Start of Excerpt provided

Next, check for errors on your bridge interfaces. From the command line, run the following command to report on network interface statistics.

bwmgr# netstat -in
bwmgr# netstat -in

Name Mtu Network Address Ipkts Ierrs Idrop Opkts Oerrs Coll
igb1 1500 Link#5 00:e0:ed:2b:05:28 3487 0 0 0 0 0
igb2 1500 Link#6 00:e0:ed:2b:05:29 0 0 0 1743 0 0

If you do see input or output errors, check again after a short time and see if the error counters are increasing as more data is passed. If so, look at the link settings on both sides of the connection. Occasionally, N-way/auto negotiation to an individual piece of equipment may fail (one common example is using a crossover cable directly to some Cisco router equipment.) If this happens, and you have conflicts as to link speed or duplex, you will see many errors and a significant drop in performance. Manually setting the link speed & duplex on each side of the link may solve the problem. If not, another solution is to put a small, inexpensive switch in-between the failover port and the problem equipment.

Manually Setting Link Speed & Duplex

Using the ifconfig command, you can manually set the link options, which disables auto-negotiation. To see the available options for a given port, you can read the man page for the driver, in this case em:

# man em

Examples:

Set the link speed to 100Mb/s, full duplex:

# ifconfig em3 media 100baseTX mediaopt full-duplex

Set the link speed to 1000Mb/s (Gigabit) full duplex:

# ifconfig em3 media 1000baseTX mediaopt full-duplex

Check the Software

If you do not have a hardware issue or a link negotiation conflict, then the only likely cause of high latency or poor performance is the active ET/BWMGR ruleset. In this order, here are 3 steps for identifying whether your rules are the cause of the observed poor throughput.

End of Excerpt provided

**Task instructions**
Please carry on the bandwidth manager troubleshooting text from its last sentence. The lines play no part in this.

Start of Record excerpts

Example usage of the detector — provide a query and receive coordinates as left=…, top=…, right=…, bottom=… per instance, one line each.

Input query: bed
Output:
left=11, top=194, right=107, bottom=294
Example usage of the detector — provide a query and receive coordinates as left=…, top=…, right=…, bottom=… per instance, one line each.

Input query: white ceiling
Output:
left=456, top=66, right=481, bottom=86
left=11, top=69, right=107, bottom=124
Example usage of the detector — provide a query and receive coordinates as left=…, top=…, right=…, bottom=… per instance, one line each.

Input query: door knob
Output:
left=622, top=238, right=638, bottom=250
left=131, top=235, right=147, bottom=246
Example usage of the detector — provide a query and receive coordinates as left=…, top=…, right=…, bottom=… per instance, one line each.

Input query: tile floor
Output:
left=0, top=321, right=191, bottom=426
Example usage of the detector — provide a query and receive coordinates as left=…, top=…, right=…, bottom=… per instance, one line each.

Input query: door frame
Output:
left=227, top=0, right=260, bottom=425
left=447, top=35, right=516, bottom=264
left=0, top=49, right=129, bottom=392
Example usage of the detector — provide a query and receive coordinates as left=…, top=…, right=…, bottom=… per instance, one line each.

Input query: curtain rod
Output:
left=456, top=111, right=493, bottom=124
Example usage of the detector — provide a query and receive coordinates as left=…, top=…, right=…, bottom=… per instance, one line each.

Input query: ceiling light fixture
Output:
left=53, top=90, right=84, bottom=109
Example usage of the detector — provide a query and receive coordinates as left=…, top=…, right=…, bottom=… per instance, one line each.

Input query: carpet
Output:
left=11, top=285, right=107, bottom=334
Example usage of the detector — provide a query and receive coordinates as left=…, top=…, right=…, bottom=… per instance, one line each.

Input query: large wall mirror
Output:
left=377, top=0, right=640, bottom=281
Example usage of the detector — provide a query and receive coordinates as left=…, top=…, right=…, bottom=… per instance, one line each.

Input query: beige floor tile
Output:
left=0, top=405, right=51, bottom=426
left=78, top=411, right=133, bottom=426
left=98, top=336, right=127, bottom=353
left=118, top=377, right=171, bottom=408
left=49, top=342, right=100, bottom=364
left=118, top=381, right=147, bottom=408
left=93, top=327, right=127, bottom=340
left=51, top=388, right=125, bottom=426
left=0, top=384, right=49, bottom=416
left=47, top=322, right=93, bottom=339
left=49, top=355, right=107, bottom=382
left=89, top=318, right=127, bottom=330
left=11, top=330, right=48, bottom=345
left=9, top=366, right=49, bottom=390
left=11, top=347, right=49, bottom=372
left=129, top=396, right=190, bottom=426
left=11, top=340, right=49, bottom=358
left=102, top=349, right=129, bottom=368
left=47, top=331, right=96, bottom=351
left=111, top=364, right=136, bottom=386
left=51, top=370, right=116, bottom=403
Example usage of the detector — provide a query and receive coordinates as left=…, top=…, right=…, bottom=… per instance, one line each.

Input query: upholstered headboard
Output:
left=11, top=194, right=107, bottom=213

End of Record excerpts

**Task response**
  • Use the failover bypass feature to bypass the appliance by "Closing" the bypass ports, which takes your ruleset out of the equation. Make sure traffic flows normally, then re-enable your rules by "Opening" the bypass ports.
  • Disable your rules by issuing the command bwmgr stop, and see if traffic flows normally. Re-enable your rules by running sh /etc/rc.bwmgr
  • Check your rules for problems. A mistake or misunderstanding about the scope of a rule can affect all traffic going through the bridge - for example, neglecting to add the "IP Address" field when adding a bandwidth limit will affect all traffic that hasn't matched a prior rule.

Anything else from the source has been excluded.